Records from a data collection
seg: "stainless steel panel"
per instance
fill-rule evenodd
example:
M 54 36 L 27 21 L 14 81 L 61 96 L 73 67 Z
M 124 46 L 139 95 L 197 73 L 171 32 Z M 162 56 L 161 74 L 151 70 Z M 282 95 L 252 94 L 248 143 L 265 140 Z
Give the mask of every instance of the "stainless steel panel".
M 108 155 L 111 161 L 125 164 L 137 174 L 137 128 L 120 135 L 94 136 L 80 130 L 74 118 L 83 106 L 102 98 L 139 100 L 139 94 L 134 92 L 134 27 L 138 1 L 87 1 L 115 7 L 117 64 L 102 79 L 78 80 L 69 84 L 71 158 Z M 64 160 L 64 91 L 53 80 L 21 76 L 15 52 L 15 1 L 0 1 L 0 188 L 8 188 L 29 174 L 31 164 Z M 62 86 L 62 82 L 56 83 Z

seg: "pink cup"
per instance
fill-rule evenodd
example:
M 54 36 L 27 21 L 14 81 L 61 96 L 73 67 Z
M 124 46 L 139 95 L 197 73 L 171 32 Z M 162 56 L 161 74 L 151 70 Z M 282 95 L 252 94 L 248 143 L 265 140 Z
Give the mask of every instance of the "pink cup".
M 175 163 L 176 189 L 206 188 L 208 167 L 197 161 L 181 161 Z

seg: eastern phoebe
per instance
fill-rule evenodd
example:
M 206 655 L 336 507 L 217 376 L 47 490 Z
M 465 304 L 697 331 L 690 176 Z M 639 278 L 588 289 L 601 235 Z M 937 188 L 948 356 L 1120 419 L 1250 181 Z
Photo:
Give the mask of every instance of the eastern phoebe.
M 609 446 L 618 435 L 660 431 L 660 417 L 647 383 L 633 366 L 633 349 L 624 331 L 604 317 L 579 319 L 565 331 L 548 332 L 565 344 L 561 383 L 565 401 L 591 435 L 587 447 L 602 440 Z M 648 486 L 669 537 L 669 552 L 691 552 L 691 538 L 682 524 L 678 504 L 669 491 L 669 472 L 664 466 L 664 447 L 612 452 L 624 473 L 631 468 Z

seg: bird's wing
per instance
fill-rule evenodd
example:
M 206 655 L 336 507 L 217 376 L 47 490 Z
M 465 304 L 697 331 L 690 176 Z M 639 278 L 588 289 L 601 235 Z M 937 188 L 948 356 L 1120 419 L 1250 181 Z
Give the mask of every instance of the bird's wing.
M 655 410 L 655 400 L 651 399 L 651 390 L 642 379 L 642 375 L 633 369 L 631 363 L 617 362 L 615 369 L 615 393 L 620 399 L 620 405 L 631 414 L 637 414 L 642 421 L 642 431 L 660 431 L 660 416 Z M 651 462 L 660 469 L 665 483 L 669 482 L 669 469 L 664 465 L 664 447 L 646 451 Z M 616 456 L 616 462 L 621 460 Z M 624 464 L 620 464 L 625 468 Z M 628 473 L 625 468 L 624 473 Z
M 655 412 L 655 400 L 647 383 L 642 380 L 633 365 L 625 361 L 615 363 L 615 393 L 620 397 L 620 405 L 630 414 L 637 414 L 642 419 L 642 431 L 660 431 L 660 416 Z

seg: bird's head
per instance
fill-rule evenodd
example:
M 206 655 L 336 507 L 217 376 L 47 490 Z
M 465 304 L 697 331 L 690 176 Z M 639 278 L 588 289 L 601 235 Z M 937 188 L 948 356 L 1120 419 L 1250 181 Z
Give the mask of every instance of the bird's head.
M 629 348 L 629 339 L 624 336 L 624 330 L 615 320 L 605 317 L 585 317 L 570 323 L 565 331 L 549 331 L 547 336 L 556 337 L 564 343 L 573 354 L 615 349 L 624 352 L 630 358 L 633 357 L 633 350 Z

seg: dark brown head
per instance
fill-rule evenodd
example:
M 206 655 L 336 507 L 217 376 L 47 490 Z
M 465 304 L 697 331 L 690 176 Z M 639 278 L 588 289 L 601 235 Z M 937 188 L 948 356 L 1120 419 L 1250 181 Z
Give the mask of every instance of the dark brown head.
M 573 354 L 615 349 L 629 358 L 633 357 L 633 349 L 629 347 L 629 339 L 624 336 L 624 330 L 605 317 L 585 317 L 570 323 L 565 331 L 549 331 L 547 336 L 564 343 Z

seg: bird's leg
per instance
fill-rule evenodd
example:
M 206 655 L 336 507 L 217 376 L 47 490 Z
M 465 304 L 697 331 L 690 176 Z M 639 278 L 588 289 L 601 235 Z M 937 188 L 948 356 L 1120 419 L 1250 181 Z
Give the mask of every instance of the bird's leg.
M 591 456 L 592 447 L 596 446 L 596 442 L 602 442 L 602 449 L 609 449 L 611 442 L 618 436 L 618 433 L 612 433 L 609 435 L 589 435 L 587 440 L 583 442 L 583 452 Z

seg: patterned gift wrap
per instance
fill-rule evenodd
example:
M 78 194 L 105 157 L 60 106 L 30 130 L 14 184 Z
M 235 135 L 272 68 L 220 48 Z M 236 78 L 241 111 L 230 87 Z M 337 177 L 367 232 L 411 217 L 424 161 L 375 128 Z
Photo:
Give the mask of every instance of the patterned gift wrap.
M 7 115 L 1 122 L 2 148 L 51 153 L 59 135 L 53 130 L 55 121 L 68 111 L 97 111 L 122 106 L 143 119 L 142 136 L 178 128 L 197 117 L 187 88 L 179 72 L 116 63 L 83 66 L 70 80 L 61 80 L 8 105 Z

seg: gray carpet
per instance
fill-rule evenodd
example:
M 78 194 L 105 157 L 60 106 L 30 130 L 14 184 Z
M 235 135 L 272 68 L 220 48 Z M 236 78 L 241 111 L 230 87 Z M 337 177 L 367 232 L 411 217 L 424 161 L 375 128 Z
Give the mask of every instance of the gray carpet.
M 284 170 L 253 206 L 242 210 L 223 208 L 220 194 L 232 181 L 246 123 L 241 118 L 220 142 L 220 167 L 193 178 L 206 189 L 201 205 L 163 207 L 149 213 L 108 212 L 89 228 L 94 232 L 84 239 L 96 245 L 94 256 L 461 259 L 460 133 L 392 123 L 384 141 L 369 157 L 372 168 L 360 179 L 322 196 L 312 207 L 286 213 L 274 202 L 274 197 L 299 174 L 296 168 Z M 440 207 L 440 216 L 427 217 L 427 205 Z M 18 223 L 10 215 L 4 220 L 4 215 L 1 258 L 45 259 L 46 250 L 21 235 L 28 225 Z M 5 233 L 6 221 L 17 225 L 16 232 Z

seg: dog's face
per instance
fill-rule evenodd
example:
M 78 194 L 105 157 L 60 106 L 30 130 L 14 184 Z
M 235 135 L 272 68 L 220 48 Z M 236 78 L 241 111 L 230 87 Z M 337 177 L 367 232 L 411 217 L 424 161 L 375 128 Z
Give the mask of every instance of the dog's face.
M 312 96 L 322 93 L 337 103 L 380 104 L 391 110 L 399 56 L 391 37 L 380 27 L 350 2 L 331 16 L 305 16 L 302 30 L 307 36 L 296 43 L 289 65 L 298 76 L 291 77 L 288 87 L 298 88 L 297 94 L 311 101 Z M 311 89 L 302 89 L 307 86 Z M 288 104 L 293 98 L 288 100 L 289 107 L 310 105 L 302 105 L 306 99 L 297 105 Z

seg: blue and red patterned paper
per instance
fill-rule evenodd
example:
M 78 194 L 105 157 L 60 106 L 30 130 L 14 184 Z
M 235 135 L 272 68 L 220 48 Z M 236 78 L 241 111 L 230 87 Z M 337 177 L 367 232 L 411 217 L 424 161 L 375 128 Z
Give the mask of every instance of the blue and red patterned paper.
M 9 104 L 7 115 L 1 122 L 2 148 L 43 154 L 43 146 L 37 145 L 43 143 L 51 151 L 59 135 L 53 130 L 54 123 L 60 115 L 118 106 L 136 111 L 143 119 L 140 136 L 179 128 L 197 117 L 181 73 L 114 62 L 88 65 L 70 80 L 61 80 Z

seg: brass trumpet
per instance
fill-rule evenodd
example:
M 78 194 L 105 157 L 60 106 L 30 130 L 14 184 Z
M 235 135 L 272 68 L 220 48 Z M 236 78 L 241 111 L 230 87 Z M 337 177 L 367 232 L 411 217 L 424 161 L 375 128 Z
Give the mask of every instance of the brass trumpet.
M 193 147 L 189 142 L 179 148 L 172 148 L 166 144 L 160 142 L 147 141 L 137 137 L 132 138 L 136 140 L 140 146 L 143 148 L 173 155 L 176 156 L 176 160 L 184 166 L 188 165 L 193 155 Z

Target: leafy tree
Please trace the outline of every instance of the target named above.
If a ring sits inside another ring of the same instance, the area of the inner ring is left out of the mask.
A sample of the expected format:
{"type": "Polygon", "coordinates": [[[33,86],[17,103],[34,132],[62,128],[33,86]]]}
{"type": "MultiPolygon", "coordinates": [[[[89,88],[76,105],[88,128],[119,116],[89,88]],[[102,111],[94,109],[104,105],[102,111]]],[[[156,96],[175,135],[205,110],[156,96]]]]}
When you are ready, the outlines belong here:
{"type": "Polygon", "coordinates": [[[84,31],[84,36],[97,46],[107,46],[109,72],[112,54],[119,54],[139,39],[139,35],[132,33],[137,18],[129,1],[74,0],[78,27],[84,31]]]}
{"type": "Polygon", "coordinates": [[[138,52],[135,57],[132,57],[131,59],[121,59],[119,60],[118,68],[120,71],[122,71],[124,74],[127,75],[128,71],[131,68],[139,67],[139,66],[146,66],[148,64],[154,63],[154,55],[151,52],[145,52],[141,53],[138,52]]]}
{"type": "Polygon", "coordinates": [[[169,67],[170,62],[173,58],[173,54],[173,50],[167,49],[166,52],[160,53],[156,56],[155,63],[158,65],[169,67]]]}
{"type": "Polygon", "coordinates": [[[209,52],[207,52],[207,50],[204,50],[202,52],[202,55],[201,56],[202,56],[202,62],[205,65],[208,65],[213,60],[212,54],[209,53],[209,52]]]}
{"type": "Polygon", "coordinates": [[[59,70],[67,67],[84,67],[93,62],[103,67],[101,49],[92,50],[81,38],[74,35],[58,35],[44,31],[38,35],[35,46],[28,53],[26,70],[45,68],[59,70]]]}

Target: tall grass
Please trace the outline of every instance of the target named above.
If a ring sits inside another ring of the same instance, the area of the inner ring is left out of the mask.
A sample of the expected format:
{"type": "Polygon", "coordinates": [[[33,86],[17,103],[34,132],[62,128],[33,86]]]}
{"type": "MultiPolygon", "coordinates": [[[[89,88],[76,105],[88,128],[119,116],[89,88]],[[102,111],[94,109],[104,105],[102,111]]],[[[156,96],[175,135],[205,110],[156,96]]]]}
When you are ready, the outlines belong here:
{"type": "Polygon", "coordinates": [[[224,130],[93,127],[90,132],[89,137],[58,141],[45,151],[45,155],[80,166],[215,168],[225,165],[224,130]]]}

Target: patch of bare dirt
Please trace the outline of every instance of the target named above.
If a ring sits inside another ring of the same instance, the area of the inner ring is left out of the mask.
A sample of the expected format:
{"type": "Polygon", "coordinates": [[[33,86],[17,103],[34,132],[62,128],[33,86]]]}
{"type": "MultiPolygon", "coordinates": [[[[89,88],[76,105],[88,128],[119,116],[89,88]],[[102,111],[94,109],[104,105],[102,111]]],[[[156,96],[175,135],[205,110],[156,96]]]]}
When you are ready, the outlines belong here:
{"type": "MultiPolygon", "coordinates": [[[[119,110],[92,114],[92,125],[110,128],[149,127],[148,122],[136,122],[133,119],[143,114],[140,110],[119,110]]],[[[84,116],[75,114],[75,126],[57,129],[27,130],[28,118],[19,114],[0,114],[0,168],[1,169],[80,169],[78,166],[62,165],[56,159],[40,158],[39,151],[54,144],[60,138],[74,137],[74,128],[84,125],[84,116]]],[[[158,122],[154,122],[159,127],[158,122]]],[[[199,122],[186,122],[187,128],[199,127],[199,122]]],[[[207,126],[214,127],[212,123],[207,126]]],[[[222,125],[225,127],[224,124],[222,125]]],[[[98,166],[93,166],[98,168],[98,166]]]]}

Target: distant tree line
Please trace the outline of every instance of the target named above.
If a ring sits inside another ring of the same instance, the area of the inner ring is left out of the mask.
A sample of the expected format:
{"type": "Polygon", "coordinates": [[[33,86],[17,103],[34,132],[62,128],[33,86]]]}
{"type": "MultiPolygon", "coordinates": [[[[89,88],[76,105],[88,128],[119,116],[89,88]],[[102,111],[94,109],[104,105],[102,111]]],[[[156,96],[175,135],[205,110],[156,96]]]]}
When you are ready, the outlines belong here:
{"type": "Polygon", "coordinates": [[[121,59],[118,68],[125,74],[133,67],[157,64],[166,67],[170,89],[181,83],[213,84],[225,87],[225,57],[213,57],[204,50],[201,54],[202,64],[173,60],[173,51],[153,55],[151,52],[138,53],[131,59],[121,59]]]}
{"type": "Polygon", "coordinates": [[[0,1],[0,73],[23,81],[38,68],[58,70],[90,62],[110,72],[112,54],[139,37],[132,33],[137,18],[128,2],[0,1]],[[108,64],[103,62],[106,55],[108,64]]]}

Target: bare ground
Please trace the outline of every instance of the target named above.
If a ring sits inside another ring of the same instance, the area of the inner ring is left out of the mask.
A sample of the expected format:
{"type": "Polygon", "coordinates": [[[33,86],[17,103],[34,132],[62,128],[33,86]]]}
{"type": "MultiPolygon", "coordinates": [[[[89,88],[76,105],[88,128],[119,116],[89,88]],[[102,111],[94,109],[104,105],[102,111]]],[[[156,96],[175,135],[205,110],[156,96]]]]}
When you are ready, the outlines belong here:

Written instruction:
Write out, word for word, the line containing "Target: bare ground" and every line after it to the end of the data above.

Task output:
Target: bare ground
Please trace the outline of every instance of the target named above.
If a ring sits inside another ring of the same instance, the area of the inner ring is left out of the mask.
A sample of the expected format:
{"type": "Polygon", "coordinates": [[[33,86],[17,103],[34,132],[62,128],[33,86]]]}
{"type": "MultiPolygon", "coordinates": [[[[89,88],[76,105],[88,128],[119,116],[89,88]],[[102,111],[94,109],[104,105],[102,111]]],[[[156,96],[175,135],[205,110],[156,96]]]]}
When you are ready, the outlines belong here:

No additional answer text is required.